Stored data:
========================================================================
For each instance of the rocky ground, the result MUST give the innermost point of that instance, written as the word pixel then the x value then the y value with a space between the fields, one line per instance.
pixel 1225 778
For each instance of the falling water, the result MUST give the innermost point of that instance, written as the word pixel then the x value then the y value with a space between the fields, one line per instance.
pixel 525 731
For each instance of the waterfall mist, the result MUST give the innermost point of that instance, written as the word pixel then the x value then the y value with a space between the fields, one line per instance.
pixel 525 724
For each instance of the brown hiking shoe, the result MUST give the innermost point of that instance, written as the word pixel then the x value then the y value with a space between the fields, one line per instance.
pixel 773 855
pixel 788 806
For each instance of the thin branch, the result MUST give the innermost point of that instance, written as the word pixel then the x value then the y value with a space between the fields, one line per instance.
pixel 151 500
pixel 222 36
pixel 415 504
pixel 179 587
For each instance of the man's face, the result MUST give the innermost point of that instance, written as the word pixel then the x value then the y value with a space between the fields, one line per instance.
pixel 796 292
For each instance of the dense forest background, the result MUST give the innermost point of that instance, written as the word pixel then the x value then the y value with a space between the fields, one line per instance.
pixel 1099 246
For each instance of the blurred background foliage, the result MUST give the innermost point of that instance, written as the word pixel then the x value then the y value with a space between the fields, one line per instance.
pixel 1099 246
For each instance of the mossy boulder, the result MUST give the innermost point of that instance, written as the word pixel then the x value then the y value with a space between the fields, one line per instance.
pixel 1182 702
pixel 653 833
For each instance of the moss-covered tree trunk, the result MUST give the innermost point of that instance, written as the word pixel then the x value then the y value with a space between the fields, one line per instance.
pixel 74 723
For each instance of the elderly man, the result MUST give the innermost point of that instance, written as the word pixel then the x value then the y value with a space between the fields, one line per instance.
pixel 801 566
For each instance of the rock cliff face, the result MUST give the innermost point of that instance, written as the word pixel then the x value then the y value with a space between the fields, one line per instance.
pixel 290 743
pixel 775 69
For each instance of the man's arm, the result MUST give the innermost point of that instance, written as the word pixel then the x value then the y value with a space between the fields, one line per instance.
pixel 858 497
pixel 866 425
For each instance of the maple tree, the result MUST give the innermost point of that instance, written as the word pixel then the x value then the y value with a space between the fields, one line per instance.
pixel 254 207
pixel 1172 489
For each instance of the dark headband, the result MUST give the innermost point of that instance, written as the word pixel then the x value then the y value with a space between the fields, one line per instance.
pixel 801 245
========================================================================
[Work task]
Nothing but the lines from the one with "For each instance of the dark" through the end of the data above should be reproduced, each exactly, both ends included.

[Solution for this exercise]
For each instance of the dark headband, the result MUST give the innermost point of that instance, written as the word pixel then the x value then the y value with a space between the fields, one line per instance.
pixel 801 245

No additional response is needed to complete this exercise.